* [PROBLEM DETAILS]
Rewrite the lines from the first one through the line with "Query: brown mulch" as a JSON list of strings, one string per line, skipping any blank lines.

* [RECORDS FOR THIS TASK]
_ _ _ _ _ _ _

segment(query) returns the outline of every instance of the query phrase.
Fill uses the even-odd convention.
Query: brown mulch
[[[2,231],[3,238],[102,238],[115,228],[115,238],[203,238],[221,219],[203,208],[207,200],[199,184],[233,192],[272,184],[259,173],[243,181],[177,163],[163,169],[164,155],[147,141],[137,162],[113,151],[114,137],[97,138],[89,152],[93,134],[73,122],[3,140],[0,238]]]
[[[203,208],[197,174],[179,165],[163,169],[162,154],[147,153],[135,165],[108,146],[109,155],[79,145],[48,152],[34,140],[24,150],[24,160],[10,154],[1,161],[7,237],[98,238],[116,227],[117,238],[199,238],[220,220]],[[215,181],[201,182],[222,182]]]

_ _ _ _ _ _ _

* [SOLUTION]
[
  "segment(query) returns the outline of every instance of the query phrase.",
  "Fill uses the even-odd convention.",
  "Query: brown mulch"
]